===== SOURCE EXTRACT

Arm Holdings
Designing the architecture that powers billions of devices, from Cambridge
What they look for (Software & Engineering): Arm seeks software and engineering professionals who combine deep technical expertise with a collaborative mindset, whether that means optimizing compilers, developing firmware for next-generation processors, or building the toolchains that millions of developers rely on. The company values people who think in systems, who can reason about performance at every layer of the stack, and who want their work to reach billions of devices. Candidates who thrive here tend to be curious generalists with specialist depth, comfortable working across hardware-software boundaries.
How could your background strengthen Arm's work in security and trust architectures?
The Architecture Behind Almost Everything
There is a reasonable chance that the device you are reading this on runs on technology designed by Arm Holdings. Founded in Cambridge in 1990 as a joint venture between Acorn Computers, Apple, and VLSI Technology, Arm has grown into one of the most consequential technology companies in the world, yet it remains one of the least visible to consumers. The company does not manufacture chips. Instead, it designs processor architectures and licenses them to partners who build the silicon found in smartphones, tablets, cars, servers, and an expanding universe of embedded devices. More than 280 billion Arm-based chips have been shipped to date, a number that continues to climb as computing spreads into every corner of modern life.

==========

**WRITTEN TASKS**:
A) In the Arm Holdings profile, what year was Arm founded?
B) List every kind of device that the Arm Holdings profile says contains silicon built by Arm's partners.
You won't need the records that come next.

===== INFORMATION SHOWN

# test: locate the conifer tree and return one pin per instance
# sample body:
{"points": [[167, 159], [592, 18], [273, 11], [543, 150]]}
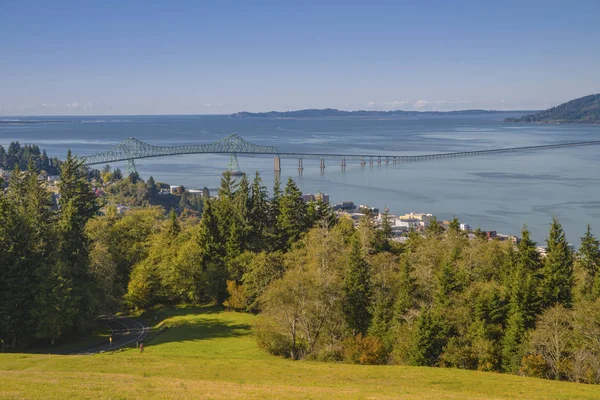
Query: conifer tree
{"points": [[151, 185], [512, 342], [407, 289], [427, 342], [357, 291], [291, 221], [557, 282], [589, 259], [258, 213]]}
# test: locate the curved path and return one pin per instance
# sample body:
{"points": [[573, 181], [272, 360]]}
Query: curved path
{"points": [[124, 331]]}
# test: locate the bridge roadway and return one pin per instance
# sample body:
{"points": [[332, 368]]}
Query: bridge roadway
{"points": [[132, 149]]}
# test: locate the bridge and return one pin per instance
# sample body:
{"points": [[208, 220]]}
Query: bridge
{"points": [[132, 149]]}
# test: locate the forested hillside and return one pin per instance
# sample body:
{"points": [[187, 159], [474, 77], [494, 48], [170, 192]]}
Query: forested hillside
{"points": [[324, 289], [585, 110]]}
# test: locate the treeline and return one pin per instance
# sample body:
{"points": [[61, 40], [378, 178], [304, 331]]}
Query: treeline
{"points": [[584, 110], [46, 289], [18, 155], [325, 290]]}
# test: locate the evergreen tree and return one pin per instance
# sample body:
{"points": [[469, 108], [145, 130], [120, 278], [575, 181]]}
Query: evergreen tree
{"points": [[17, 275], [291, 221], [259, 209], [152, 190], [65, 298], [455, 226], [407, 288], [183, 200], [357, 291], [512, 343], [174, 227], [557, 280], [434, 228], [117, 175], [428, 340], [449, 284], [589, 259]]}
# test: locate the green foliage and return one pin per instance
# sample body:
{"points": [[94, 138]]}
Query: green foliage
{"points": [[582, 110], [357, 291], [557, 284]]}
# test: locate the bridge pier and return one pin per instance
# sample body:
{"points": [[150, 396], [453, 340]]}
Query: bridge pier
{"points": [[277, 164]]}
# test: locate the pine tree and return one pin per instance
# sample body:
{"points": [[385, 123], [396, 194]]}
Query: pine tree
{"points": [[407, 289], [17, 275], [174, 227], [449, 284], [557, 282], [291, 221], [152, 190], [357, 291], [455, 225], [427, 341], [512, 342], [589, 259], [434, 229], [65, 296]]}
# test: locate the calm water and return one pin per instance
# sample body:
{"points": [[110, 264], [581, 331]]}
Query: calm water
{"points": [[496, 192]]}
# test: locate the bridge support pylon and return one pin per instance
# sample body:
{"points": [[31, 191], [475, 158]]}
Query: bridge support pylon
{"points": [[277, 164]]}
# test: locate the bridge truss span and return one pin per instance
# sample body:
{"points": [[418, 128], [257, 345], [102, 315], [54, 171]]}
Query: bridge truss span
{"points": [[233, 145]]}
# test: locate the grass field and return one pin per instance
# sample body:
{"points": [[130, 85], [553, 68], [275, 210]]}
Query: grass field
{"points": [[210, 353]]}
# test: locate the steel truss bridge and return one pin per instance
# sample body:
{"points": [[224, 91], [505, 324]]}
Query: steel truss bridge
{"points": [[132, 149]]}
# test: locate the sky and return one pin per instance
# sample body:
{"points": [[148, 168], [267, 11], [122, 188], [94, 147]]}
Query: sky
{"points": [[195, 57]]}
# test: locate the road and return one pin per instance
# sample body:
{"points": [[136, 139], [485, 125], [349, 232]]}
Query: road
{"points": [[124, 331]]}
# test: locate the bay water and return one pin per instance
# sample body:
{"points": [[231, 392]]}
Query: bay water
{"points": [[494, 192]]}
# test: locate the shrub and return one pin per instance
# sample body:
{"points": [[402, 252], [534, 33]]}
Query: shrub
{"points": [[367, 350]]}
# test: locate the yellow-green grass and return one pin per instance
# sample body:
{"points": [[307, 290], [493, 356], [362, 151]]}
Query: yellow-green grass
{"points": [[210, 353]]}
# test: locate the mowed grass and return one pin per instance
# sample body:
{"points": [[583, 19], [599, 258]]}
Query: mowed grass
{"points": [[210, 353]]}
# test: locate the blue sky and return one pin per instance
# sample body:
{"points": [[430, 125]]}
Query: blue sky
{"points": [[194, 57]]}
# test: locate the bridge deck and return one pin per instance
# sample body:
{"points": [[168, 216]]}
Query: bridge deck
{"points": [[132, 149]]}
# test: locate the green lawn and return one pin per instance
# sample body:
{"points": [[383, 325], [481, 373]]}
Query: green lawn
{"points": [[210, 353]]}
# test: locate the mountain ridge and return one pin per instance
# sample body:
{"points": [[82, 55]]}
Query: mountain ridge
{"points": [[332, 112], [584, 110]]}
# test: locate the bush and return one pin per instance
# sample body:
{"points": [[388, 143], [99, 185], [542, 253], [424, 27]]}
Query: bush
{"points": [[366, 350], [238, 298]]}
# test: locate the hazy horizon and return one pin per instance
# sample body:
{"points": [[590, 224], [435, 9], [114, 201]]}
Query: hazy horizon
{"points": [[193, 58]]}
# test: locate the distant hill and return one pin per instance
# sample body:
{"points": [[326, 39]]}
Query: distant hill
{"points": [[585, 110], [331, 112]]}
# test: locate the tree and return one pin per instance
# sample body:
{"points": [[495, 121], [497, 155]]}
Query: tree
{"points": [[454, 225], [152, 190], [291, 221], [512, 350], [357, 292], [427, 341], [552, 338], [66, 296], [434, 228], [183, 200], [258, 214], [557, 280], [589, 260], [117, 174]]}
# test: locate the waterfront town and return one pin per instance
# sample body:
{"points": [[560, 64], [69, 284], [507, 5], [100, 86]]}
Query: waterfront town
{"points": [[401, 224]]}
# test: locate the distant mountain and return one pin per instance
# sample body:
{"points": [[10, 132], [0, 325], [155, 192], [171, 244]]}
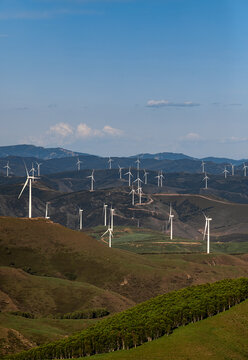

==========

**FINAL ANSWERS**:
A) 1990

B) Smartphones, tablets, cars, servers, embedded devices